§ Goal of the exercise
Nothing but the images is to be left out of your exact copy of the entries.

§ Referring expression pointing data
____
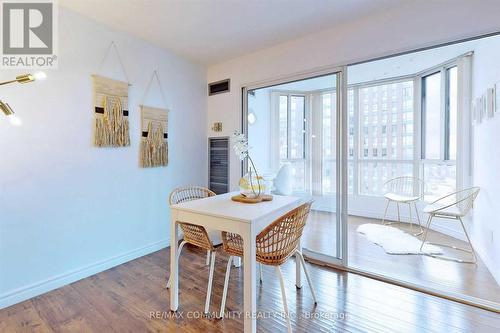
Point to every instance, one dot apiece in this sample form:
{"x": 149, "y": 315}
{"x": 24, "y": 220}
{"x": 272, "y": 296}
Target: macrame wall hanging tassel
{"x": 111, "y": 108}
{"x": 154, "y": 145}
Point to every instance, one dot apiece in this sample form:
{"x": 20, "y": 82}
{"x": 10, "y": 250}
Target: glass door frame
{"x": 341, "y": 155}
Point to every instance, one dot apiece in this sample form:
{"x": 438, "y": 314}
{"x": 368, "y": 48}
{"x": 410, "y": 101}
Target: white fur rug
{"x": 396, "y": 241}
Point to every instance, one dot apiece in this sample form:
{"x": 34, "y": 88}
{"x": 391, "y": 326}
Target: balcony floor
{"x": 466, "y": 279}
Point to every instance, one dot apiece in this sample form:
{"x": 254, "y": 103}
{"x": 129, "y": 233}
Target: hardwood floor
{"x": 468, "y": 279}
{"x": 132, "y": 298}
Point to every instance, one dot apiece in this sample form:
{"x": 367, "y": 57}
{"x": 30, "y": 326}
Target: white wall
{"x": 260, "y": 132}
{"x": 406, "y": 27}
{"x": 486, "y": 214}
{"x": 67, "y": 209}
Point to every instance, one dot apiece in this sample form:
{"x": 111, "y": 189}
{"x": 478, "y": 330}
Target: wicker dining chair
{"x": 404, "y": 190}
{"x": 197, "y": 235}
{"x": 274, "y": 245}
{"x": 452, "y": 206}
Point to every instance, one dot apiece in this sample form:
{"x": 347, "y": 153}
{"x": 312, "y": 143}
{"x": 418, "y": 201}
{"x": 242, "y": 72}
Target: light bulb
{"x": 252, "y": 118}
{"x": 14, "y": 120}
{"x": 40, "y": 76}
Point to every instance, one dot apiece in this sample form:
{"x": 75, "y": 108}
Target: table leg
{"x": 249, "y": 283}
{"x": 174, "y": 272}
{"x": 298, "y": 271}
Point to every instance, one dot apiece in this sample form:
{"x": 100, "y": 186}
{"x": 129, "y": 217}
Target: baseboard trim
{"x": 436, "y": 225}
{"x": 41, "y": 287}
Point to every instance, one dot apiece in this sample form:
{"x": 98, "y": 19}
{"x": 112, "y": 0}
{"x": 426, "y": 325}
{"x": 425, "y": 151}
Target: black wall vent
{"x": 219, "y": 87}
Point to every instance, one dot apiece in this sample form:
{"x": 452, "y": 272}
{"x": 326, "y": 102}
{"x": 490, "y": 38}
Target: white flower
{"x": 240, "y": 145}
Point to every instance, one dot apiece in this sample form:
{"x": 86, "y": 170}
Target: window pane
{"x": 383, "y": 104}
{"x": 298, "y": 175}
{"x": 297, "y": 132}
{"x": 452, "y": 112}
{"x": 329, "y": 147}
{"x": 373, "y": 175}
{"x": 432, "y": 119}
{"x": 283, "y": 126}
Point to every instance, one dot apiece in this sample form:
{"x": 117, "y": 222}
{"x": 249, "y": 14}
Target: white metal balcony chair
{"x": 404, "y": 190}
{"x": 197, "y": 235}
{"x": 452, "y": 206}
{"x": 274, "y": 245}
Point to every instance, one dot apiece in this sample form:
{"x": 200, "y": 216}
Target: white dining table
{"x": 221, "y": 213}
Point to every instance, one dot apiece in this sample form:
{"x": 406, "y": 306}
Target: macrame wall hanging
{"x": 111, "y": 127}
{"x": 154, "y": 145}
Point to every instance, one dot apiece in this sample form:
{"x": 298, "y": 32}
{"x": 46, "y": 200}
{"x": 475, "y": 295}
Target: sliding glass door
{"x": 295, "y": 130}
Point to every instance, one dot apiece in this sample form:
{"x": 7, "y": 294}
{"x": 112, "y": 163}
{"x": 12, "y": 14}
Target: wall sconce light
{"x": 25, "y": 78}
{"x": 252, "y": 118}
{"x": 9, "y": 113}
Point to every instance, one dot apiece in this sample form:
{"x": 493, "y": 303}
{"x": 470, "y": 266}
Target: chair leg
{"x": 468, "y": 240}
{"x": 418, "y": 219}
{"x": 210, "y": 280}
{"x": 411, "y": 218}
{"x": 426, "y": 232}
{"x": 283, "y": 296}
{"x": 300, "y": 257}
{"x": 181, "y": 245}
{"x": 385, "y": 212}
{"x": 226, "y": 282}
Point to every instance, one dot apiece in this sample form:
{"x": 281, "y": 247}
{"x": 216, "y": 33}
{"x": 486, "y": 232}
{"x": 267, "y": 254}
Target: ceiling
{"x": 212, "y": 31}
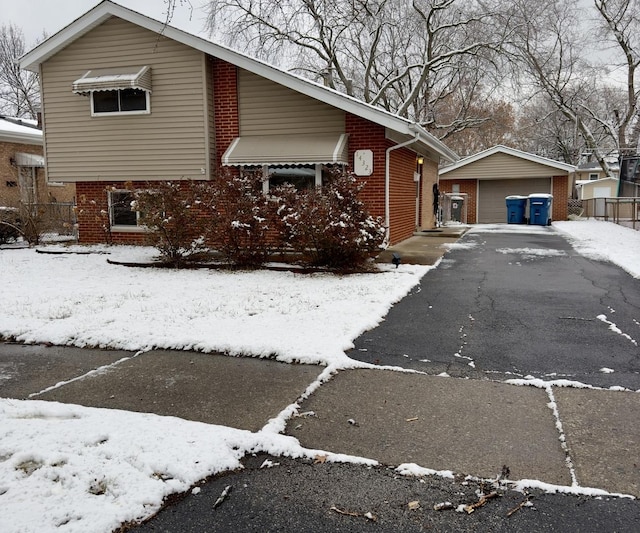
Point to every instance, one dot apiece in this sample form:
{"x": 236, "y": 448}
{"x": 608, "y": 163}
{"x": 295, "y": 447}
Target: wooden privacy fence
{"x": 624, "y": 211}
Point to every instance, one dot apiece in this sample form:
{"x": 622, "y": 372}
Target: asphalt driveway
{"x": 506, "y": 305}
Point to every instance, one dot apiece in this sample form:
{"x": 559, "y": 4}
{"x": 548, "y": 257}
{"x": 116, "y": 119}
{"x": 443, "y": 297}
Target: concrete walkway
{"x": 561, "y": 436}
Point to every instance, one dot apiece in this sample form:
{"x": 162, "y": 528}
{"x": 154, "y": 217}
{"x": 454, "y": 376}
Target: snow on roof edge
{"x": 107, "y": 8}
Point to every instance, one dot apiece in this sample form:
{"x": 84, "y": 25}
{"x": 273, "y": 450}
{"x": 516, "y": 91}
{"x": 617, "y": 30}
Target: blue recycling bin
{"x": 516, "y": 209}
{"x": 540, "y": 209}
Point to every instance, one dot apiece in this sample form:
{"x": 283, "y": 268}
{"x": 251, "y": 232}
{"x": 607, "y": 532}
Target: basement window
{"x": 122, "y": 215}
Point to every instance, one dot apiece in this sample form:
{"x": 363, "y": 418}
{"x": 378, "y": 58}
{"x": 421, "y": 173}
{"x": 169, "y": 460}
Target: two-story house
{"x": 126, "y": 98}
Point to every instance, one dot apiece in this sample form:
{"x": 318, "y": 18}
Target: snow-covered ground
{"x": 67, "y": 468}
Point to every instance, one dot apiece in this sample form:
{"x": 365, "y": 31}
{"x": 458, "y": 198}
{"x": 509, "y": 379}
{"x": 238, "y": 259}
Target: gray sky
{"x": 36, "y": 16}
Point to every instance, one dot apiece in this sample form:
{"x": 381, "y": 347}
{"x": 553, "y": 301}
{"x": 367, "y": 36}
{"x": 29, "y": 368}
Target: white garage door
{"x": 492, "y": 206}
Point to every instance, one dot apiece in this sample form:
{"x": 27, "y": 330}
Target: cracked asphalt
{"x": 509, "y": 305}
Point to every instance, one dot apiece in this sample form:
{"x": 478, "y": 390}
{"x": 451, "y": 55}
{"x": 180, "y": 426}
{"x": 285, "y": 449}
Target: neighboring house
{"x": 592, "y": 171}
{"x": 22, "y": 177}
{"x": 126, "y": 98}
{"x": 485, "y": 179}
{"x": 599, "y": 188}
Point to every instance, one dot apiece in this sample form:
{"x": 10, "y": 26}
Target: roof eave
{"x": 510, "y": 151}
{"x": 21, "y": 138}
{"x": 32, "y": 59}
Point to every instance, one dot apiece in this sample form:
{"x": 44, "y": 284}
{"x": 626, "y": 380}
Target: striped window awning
____
§ Response box
Point to every instance, one dot apiece in this sample form:
{"x": 149, "y": 315}
{"x": 24, "y": 220}
{"x": 272, "y": 296}
Target: macrame wall hanging tassel
{"x": 111, "y": 108}
{"x": 154, "y": 145}
Point to every instance, one dot apiece in this sample form:
{"x": 20, "y": 82}
{"x": 10, "y": 250}
Target: glass door frame
{"x": 341, "y": 155}
Point to every instance, one dot apiece in this sample form:
{"x": 438, "y": 314}
{"x": 368, "y": 48}
{"x": 410, "y": 101}
Target: white fur rug
{"x": 396, "y": 241}
Point to every instance, one dot apiece in this sample form:
{"x": 34, "y": 88}
{"x": 391, "y": 326}
Target: balcony floor
{"x": 466, "y": 279}
Point to every instance, one dot apiece in this sample form:
{"x": 254, "y": 103}
{"x": 129, "y": 233}
Target: hardwood floor
{"x": 468, "y": 279}
{"x": 132, "y": 298}
Point to every instance, one dot apiece in this sample form:
{"x": 367, "y": 57}
{"x": 30, "y": 326}
Target: white wall
{"x": 260, "y": 132}
{"x": 406, "y": 27}
{"x": 486, "y": 214}
{"x": 67, "y": 209}
Point to every instance, one dot apiece in this sample form:
{"x": 111, "y": 189}
{"x": 478, "y": 330}
Target: wicker dining chair
{"x": 404, "y": 190}
{"x": 197, "y": 235}
{"x": 274, "y": 245}
{"x": 452, "y": 206}
Point to every instance, one dot apiece in this sample form:
{"x": 347, "y": 153}
{"x": 312, "y": 143}
{"x": 418, "y": 201}
{"x": 242, "y": 72}
Target: light bulb
{"x": 252, "y": 118}
{"x": 14, "y": 120}
{"x": 40, "y": 76}
Point to every instance, one dot apiece in this sample form:
{"x": 75, "y": 108}
Target: table leg
{"x": 249, "y": 283}
{"x": 174, "y": 272}
{"x": 298, "y": 271}
Point to every instance, one dot apiece in this sample form:
{"x": 100, "y": 186}
{"x": 129, "y": 217}
Target: baseboard trim
{"x": 436, "y": 225}
{"x": 41, "y": 287}
Point to every instance, one dot apiece in this sample form:
{"x": 98, "y": 19}
{"x": 112, "y": 0}
{"x": 426, "y": 325}
{"x": 425, "y": 151}
Target: black wall vent
{"x": 219, "y": 87}
Point to every instance, one dot apiece in this sample form:
{"x": 452, "y": 272}
{"x": 326, "y": 102}
{"x": 490, "y": 38}
Target: white flower
{"x": 240, "y": 145}
Point to every instance, one dot apiece in this sample form:
{"x": 86, "y": 170}
Target: window pane
{"x": 383, "y": 104}
{"x": 298, "y": 175}
{"x": 297, "y": 132}
{"x": 452, "y": 112}
{"x": 329, "y": 147}
{"x": 373, "y": 175}
{"x": 432, "y": 119}
{"x": 283, "y": 126}
Point to every instance, one dot apiece in this sample form:
{"x": 117, "y": 222}
{"x": 249, "y": 14}
Target: white metal balcony chair
{"x": 404, "y": 190}
{"x": 197, "y": 235}
{"x": 452, "y": 206}
{"x": 274, "y": 245}
Point to every instance, one dot apiece in this sample form:
{"x": 200, "y": 216}
Target: white dining table
{"x": 221, "y": 213}
Point to every instance, one dot apiece in this sample form:
{"x": 406, "y": 306}
Target: macrame wall hanging
{"x": 111, "y": 127}
{"x": 154, "y": 145}
Point to every instance, one dot apiece in this sample form:
{"x": 298, "y": 32}
{"x": 46, "y": 200}
{"x": 475, "y": 295}
Target: sliding glass door
{"x": 295, "y": 130}
Point to every instance, one dot apiece in this sample form:
{"x": 7, "y": 294}
{"x": 112, "y": 163}
{"x": 12, "y": 14}
Target: wall sconce light
{"x": 25, "y": 78}
{"x": 252, "y": 118}
{"x": 9, "y": 113}
Point to every instance, one dot apiece in this sample form:
{"x": 493, "y": 303}
{"x": 470, "y": 266}
Target: chair leg
{"x": 468, "y": 240}
{"x": 418, "y": 219}
{"x": 210, "y": 280}
{"x": 411, "y": 218}
{"x": 426, "y": 232}
{"x": 283, "y": 296}
{"x": 300, "y": 257}
{"x": 181, "y": 245}
{"x": 385, "y": 212}
{"x": 226, "y": 282}
Point to every instance, one dot apiece in this sample form:
{"x": 281, "y": 247}
{"x": 216, "y": 33}
{"x": 486, "y": 232}
{"x": 267, "y": 254}
Target: ceiling
{"x": 212, "y": 31}
Point to every instance, one dot apiece in this sample form:
{"x": 236, "y": 448}
{"x": 608, "y": 163}
{"x": 295, "y": 447}
Target: wooden privacy fence
{"x": 624, "y": 211}
Point to every instance, one dot apiece in this sample form:
{"x": 622, "y": 372}
Target: asphalt driveway
{"x": 506, "y": 305}
Point to every instance, one dot apiece in this sample form:
{"x": 559, "y": 4}
{"x": 548, "y": 257}
{"x": 116, "y": 119}
{"x": 443, "y": 297}
Target: concrete walkway
{"x": 561, "y": 436}
Point to every instance, one dot apiece in this sample form:
{"x": 162, "y": 528}
{"x": 154, "y": 217}
{"x": 454, "y": 376}
Target: snow on roof edge
{"x": 107, "y": 8}
Point to every instance, one dot apiece in this sample form:
{"x": 84, "y": 25}
{"x": 273, "y": 450}
{"x": 516, "y": 91}
{"x": 617, "y": 30}
Target: blue recycling bin
{"x": 516, "y": 209}
{"x": 540, "y": 209}
Point to every instance, one dot apiece in this sample form:
{"x": 283, "y": 268}
{"x": 251, "y": 232}
{"x": 607, "y": 532}
Target: basement window
{"x": 122, "y": 215}
Point to every instance, one dot apiece in this sample form:
{"x": 363, "y": 418}
{"x": 378, "y": 58}
{"x": 421, "y": 173}
{"x": 169, "y": 460}
Target: two-story house
{"x": 126, "y": 98}
Point to every instance, one dot apiece in this sample form:
{"x": 318, "y": 18}
Target: snow-covered ground
{"x": 67, "y": 468}
Point to every instance, one dot apiece in this sample form:
{"x": 365, "y": 31}
{"x": 458, "y": 198}
{"x": 509, "y": 379}
{"x": 238, "y": 259}
Target: gray sky
{"x": 36, "y": 16}
Point to every instance, one dot apiece in this sample form:
{"x": 381, "y": 347}
{"x": 553, "y": 301}
{"x": 367, "y": 36}
{"x": 29, "y": 368}
Target: white garage door
{"x": 492, "y": 206}
Point to every instance, one dot apiece in this sample form:
{"x": 27, "y": 330}
Target: cracked asphalt
{"x": 509, "y": 305}
Point to every instance, one dot apiece in this sample form:
{"x": 478, "y": 390}
{"x": 451, "y": 55}
{"x": 180, "y": 426}
{"x": 285, "y": 449}
Target: neighboring house
{"x": 592, "y": 171}
{"x": 22, "y": 177}
{"x": 126, "y": 98}
{"x": 485, "y": 179}
{"x": 599, "y": 188}
Point to every instance, one dot apiece in this sample form:
{"x": 10, "y": 26}
Target: roof eave
{"x": 510, "y": 151}
{"x": 21, "y": 138}
{"x": 32, "y": 59}
Point to every instance, one dot apiece in this sample form:
{"x": 44, "y": 284}
{"x": 626, "y": 380}
Target: striped window awning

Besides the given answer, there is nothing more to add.